List every kind of document that the tax text names as a place where a declaration of intent about domicile may appear.

Start TEXT EXTRACT

While adopting the federal definition of taxable income, most states provide for various adjustments in determining state taxable income. Some common variances from federal taxable income include the taxation of state pension income, Social Security income, and interest on state and local bond interest. In addition to providing variances from federal taxable income in the computation of state taxable income, states also provide different itemized and standard deductions than what is allowed for federal purposes.

Social

Security Tax

COMPENSATION FOR SERVICES PERFORMED WITHIN THE UNITED STATES AS AN EMPLOYEE IS SUBJECT TO US SOCIAL SECURITY TAX (7.65% ON EARNINGS UP TO $90,000 FOR 2005 AND $94,200 FOR 2006 , WITH AN ADDITIONAL TAX OF 1.45% ON THE REMAINDER), REGARDLESS OF THE CITIZENSHIP OR RESIDENCY OF EITHER THE EMPLOYER OR EMPLOYEE. THE EMPLOYER PAYS A TAX OF EQUAL AMOUNT. SELF-EMPLOYED INDIVIDUALS ARE SUBJECT TO A SOCIAL SECURITY TAX AS WELL (15.3% ON THE FIRST $90,000 FOR 2005 AND $94,200 FOR 2006 OF NET SELF-EMPLOYMENT INCOME AND 2.9% ON THE REMAINDER). NONRESIDENT ALIENS ARE EXEMPT FROM SOCIAL SECURITY ON SELF-EMPLOYMENT INCOME.

Totalization Agreements

INCOME TAX TREATIES DO NOT COVER SOCIAL SECURITY TAXES, SO EVEN IF A NONRESIDENT ALIEN IS EXEMPT FROM US INCOME TAX UNDER AN APPLICABLE TREATY, ANY US-SOURCE EARNINGS WILL STILL BE SUBJECT TO SOCIAL SECURITY TAX. AS A PRACTICAL MATTER, HOWEVER, THE IRS DOES NOT NORMALLY ENFORCE THE SOCIAL SECURITY TAX PROVISIONS IN CASES IN WHICH THE FOREIGN NATIONAL IS EXEMPT FROM INCOME TAX.

The United States has entered into social security totalization agreements with several countries that may eliminate duplicate coverage (taxes) and provide for “totalized” benefits for individuals who cannot qualify for full social security benefits in one country or the other.

Estate and

Gift Taxes

RESIDENCE FOR TRANSFER TAX PURPOSES DOES NOT HAVE THE SAME MEANING AS IT DOES FOR INCOME TAX PURPOSES. RESIDENCE FOR PURPOSES OF THE US TRANSFER TAX MEANS DOMICILE. TO BE DOMICILED IN THE UNITED STATES, A FOREIGN NATIONAL MUST RESIDE HERE AND INTEND TO CONTINUE DOING SO INDEFINITELY. THE IRS WILL CONSIDER SEVERAL FACTORS IN DETERMINING ONE’S DOMICILE, INCLUDING DURATION OF STAY IN THE UNITED STATES, LOCATION OF FAMILY AND FRIENDS, LOCATION OF BUSINESS INTERESTS AND SOCIAL AFFILIATIONS, AND ANY DECLARATIONS OF INTENT IN SUCH DOCUMENTS AS VISA APPLICATIONS, WILLS, DEEDS OF GIFT, OR TRUST INSTRUMENTS. HOLDING A GREEN CARD, COMBINED WITH SUBSTANTIAL U.S. PRESENCE, WILL LIKELY BE CONSIDERED STRONG EVIDENCE OF U.S. DOMICILE BECAUSE THE FOREIGN NATIONAL MUST DECLARE THAT IT IS HIS OR HER INTENTION TO RESIDE IN THE UNITED STATES IN ORDER TO OBTAIN THE GREEN CARD. IN CONTRAST, A FOREIGN NATIONAL TEMPORARILY ASSIGNED TO THE UNITED STATES, AND PRESENT IN THE UNITED STATES UNDER A NON-IMMIGRANT WORK VISA OF LIMITED DURATION, IS LESS LIKELY TO BE DOMICILED IN THE UNITED STATES FOR US TRANSFER TAX PURPOSES.

End TEXT EXTRACT
Start EXTRACTED ENTRIES

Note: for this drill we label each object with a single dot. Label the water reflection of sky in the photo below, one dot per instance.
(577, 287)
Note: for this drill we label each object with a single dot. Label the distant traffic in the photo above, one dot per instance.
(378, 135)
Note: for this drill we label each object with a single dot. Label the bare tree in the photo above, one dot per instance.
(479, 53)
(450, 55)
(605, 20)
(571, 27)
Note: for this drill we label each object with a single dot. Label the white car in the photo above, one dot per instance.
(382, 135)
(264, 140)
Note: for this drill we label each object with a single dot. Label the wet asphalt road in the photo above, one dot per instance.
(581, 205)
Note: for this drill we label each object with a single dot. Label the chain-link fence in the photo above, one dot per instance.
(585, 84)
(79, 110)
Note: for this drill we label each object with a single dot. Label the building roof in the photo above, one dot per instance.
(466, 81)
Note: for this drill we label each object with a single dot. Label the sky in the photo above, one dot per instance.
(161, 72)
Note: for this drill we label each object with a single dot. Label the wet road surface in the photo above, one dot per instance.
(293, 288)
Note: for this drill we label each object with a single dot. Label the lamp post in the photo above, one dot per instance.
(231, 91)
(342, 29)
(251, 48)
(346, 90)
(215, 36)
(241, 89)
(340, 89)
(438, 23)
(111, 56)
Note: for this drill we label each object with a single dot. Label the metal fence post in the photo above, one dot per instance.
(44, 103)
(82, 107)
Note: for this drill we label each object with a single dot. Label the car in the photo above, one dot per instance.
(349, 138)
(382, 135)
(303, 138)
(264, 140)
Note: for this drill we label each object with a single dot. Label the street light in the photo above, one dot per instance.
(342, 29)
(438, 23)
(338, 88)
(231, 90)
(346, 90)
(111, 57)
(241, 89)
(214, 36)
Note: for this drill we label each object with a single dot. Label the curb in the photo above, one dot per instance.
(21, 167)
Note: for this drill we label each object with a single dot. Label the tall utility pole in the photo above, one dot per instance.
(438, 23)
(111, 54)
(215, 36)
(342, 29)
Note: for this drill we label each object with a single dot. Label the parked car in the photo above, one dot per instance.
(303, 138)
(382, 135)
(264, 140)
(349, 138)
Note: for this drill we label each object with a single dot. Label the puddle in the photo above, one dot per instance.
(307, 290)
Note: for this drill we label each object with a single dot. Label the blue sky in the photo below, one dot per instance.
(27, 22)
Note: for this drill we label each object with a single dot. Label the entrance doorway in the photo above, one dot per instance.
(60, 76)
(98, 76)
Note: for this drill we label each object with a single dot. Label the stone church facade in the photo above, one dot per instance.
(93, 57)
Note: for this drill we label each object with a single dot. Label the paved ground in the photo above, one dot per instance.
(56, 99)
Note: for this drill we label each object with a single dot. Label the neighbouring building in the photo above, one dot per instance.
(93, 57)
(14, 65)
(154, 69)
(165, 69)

End EXTRACTED ENTRIES

[SOLUTION TO THIS EXERCISE]: Visa applications, wills, deeds of gift, trust instruments